=== DOCUMENT TEXT ===
More than other times of the year, fraud and security are on the minds of both consumers and the entities involved with settling the transactions, including retailers, banks and payment processors. Payment data, such as credit card or debit card numbers, can be stolen in large quantities and monetized quickly and profitably. This is primarily why financial and personal data remain a prime target for hackers. While there are existing security best practices and safeguards to protect consumers from fraud, it takes both the consumers and the settlement entities to work together to successfully reduce payment fraud.

Here are some tips for consumers on how to keep your data safe in the era of cyber shopping. Some additional tips for both in-person and online shopping experiences:

For in-person shopping, use your smart payment cards, also known as chip-and-PIN cards. These cards have been proven to reduce counterfeiting. The chip embedded in the card makes the transaction more secure by encrypting information when completing a transaction at a chip-enabled payment terminal. It has been available in most of the rest of the world and is now (finally!) available in the U.S.
When shopping online, look for reputable payment processing partners like PayPal, Authorize.Net, and for SSL certificates like Verisign, or accredited by the Better Business Bureau. Whenever you enter payment information online, there should be a lock symbol by the browser’s URL.
If you are a first-time buyer on an online store and you are not sure whether they have solid security practices, make your purchase as a guest instead of creating an account if there’s an option. This way, your personal and payment data will not be stored.
Another way to assess whether the online store has sound security practices is to see whether it has published security and privacy policies on the website. A reputable online merchant will communicate such policies publicly. It’s a good way to learn more about the company.
Keep good records – always check purchases against credit card or bank statements. Report discrepancies immediately to your bank. If you use credit cards, your liability is limited. In some cases, banks will refund the entire purchase.
As the consumers’ partners-in-anti-crime, the retailers, banks and payment processors are the other side of the coin in fighting fraud. Here are some best practices for IT departments to secure their apps and consumer data against fraud:
  • For retailers, when completing a transaction, use payment terminals from reputable vendors that are secure and support end-to-end (or point-to-point) encryption, including Ingenico, Vantiv and Heartland. End-to-end encryption means payment data is encrypted immediately when you enter your card number, and that the data remains encrypted as it is transmitted to the processing system. Other acceptable data anonymizing methods include masking and tokenization.
  • Don’t keep the data in your payment terminals or on mobile devices that accept credit cards via a dongle, or in any of the apps in your data centers if you can help it. Transmit the payment data directly to the bank or global payment processor to settle the charge. But if you have to store personal or payment data in your IT system, make sure that data is encrypted, masked or tokenized, and that the application is segmented from other applications.
  • For banks and payment processors that have to keep the payment data for settlement purposes, purge the transactions from the database as soon as you no longer need them. Unless the transactions are recurring for subscription services, get rid of payment data after the normal length of time that banks allow for processing chargebacks (in the U.S., generally 18 months). For storage, always make sure the data is anonymized and that the database is separated from other apps that are vulnerable to malware, like web apps.
  • Maintain Payment Card Industry Security Standards Council (PCI-DSS) compliance for starters, but keep updated on all security best practices. Perform constant penetration testing against the system. Bring on board reputable security assessors to check out your systems. Don’t forget to train your employees to observe security practices, as well as ensure physical offices and stores are designed to discourage insider threats.

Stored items

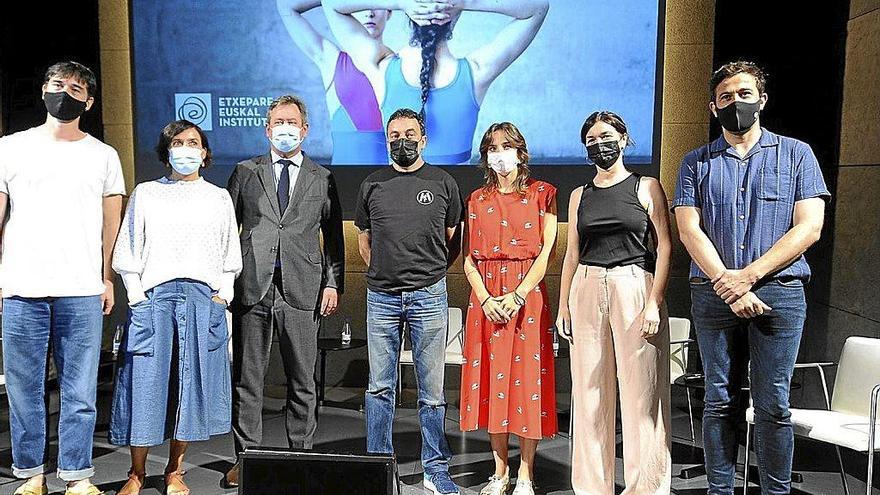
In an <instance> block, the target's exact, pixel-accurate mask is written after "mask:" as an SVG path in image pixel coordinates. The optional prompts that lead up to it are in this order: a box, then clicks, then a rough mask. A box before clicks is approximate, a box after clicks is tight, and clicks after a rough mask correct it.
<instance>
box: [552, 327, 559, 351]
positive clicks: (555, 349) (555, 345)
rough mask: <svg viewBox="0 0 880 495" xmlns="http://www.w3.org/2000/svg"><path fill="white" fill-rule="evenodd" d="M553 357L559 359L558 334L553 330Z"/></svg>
mask: <svg viewBox="0 0 880 495" xmlns="http://www.w3.org/2000/svg"><path fill="white" fill-rule="evenodd" d="M553 357H559V333H558V332H556V329H555V328H554V329H553Z"/></svg>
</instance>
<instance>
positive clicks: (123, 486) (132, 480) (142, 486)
mask: <svg viewBox="0 0 880 495" xmlns="http://www.w3.org/2000/svg"><path fill="white" fill-rule="evenodd" d="M146 478H147V473H144V474H135V472H134V471H129V472H128V481H127V482H126V483H125V485H124V486H123V487H122V488H120V489H119V491H118V492H116V495H139V494H140V493H141V490H143V489H144V482H145V480H146Z"/></svg>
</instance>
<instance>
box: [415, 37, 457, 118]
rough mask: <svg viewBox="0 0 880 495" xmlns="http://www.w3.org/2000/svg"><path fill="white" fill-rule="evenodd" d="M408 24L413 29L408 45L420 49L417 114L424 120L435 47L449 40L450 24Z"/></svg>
mask: <svg viewBox="0 0 880 495" xmlns="http://www.w3.org/2000/svg"><path fill="white" fill-rule="evenodd" d="M410 22H411V24H412V28H413V35H412V39H411V40H410V44H411V45H412V46H418V47H420V48H421V49H422V50H421V52H422V70H421V71H420V72H419V85H420V86H421V88H422V107H421V110H419V114H420V115H421V116H422V118H423V119H424V118H425V105H426V104H427V103H428V91H429V90H430V89H431V76H432V75H433V74H434V66H435V65H436V64H437V58H436V55H437V46H438V45H439V44H440V41H441V40H444V39H449V38H450V35H451V34H452V30H451V27H452V24H451V23H447V24H440V25H437V24H429V25H427V26H419V25H418V24H416V23H414V22H412V21H410Z"/></svg>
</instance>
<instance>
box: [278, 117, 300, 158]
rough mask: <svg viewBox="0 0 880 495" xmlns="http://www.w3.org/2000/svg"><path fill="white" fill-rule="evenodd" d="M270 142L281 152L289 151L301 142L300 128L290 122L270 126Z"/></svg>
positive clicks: (292, 150) (297, 145) (288, 152)
mask: <svg viewBox="0 0 880 495" xmlns="http://www.w3.org/2000/svg"><path fill="white" fill-rule="evenodd" d="M271 134H272V138H271V141H272V144H273V145H274V146H275V149H277V150H278V151H280V152H282V153H290V152H291V151H293V150H295V149H296V147H297V146H299V145H300V143H302V138H301V137H300V136H301V135H302V129H300V128H299V127H297V126H295V125H292V124H281V125H276V126H275V127H272V130H271Z"/></svg>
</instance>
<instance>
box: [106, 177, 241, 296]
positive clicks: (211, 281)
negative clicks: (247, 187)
mask: <svg viewBox="0 0 880 495" xmlns="http://www.w3.org/2000/svg"><path fill="white" fill-rule="evenodd" d="M113 269H114V270H116V272H117V273H119V274H120V275H122V280H123V282H125V289H126V291H128V302H129V304H135V303H137V302H139V301H142V300H144V299H146V298H147V296H146V295H145V294H144V291H147V290H149V289H151V288H153V287H155V286H157V285H159V284H161V283H163V282H167V281H169V280H174V279H177V278H188V279H192V280H198V281H200V282H204V283H205V284H207V285H209V286H210V287H211V288H212V289H214V290H215V291H217V293H218V295H219V296H220V297H222V298H223V299H225V300H226V301H231V300H232V297H233V288H232V286H233V283H234V282H235V277H236V276H237V275H238V274H239V273H240V272H241V245H240V244H239V240H238V223H237V222H236V220H235V208H234V207H233V206H232V198H230V197H229V193H228V192H227V191H226V189H223V188H220V187H217V186H215V185H214V184H211V183H210V182H207V181H206V180H205V179H202V178H199V179H196V180H194V181H173V180H169V179H166V178H164V177H163V178H161V179H158V180H154V181H150V182H144V183H142V184H138V186H137V187H136V188H135V189H134V192H133V193H132V195H131V199H130V200H129V202H128V209H127V210H126V212H125V220H124V221H123V222H122V228H121V229H120V230H119V237H118V238H117V239H116V248H115V249H114V251H113Z"/></svg>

=== WHAT YOU WILL DO ===
[1] Rewrite the payment fraud text between "For in-person shopping, use" and "the browser’s URL.", inclusive, changing "in-person shopping" to "in-store shopping".
[2] In the payment fraud text, how long do banks in the U.S. generally allow for processing chargebacks?
[3] Pick up the payment fraud text where it stops and keep writing.

=== TASK-BY-TASK OUTPUTS ===
[1]
For in-store shopping, use your smart payment cards, also known as chip-and-PIN cards. These cards have been proven to reduce counterfeiting. The chip embedded in the card makes the transaction more secure by encrypting information when completing a transaction at a chip-enabled payment terminal. It has been available in most of the rest of the world and is now (finally!) available in the U.S.
When shopping online, look for reputable payment processing partners like PayPal, Authorize.Net, and for SSL certificates like Verisign, or accredited by the Better Business Bureau. Whenever you enter payment information online, there should be a lock symbol by the browser’s URL.

[2] Generally 18 months.

[3]
Only together can consumers and settlement entities reduce fraud and enhance security in a meaningful way. Start now and don’t stop fighting the good fight! Happy shopping!

Source:Citrix

Sunday, 6 November 2016

08:47

Android malware targets bank and social media apps

Android malware targets bank and social media apps
Cybersecurity experts are warning about new Android malware that can steal the login credentials from 94 different mobile banking apps around the world. The malware masquerades as a Flash Player app that, once installed, appears in a phone launcher, says Fortinet. If a phone owner launches the app they see a fake Google Play screen asking for permissions that grant the malware administrator rights.

Then, when a banking app is opened, the malware creates a fake overlay, tricking victims into entering their login credentials. Among the bank apps being targeted are those of NAB, ING Direct and Citi, as well as PayPal.

In addition, the malware is also taking aim at social media apps. When users launch Facebook, Whatsapp, Snapchat, Twitter, Instagram and more, they are faced with a screen overlay asking for payment card details.

Meanwhile, due to its ability to intercept SMS communications, the malware is also able to bypass SMS-based two-factor authentication. 

Fortinet says users can disable the device administrator rights through their phone settings and then uninstall the fake Flash Player.

Source:finextra.com

Monday, 24 October 2016

23:00

Cyber security: making banking safer

Cyber security: making banking safer

Protecting the banks’ crown jewels – money and personal data – may have become more difficult than ever, but financial institutions have fortified their defences with a little help from their fintech friends.

Cybercrime is the greatest existential threat banks face today. According to The Depository Trust & Clearing Corporation’s latest Systemic Risk Barometer Survey, cyber risk remained the number one concern globally among financial service professionals, with 70% of all respondents citing it as a top five risk.

This anxiety is well founded. Verizon’s 2015 Data Breach Investigations Report found that the financial services sector experienced 277 confirmed breaches in 2014, second in number only to the public sector.

An example of a cyber attack uncovered in early 2015, dubbed Carbanak, saw a criminal gang employ an advanced persistent threat-styled attack to successfully steal £650m ($980m) from more than 100 financial intuitions worldwide over a two-year period. One firm had $10m stolen via its online platform, according to reports.

While money is an obvious enticement, cybercriminals also look to steal valuable customer data held by banks. Simon Hales, chief information security risk officer at HSBC, says: “The current reality is that threats realised through digital channels can also target the information financial institutions hold. It depends on the motivations of those committing cyber attacks, which are increasingly global and diverse. Furthermore, the exposure also extends to the financial institution’s partners and external parties.”

The 2014 attack on JPMorgan Chase illustrates the potential magnitude of a cyber breach: hackers compromised 76 million personal accounts and more than 7 million small business accounts. Public confidence in the security of banks was shaken by this attack, considered to be one of the biggest breaches in history.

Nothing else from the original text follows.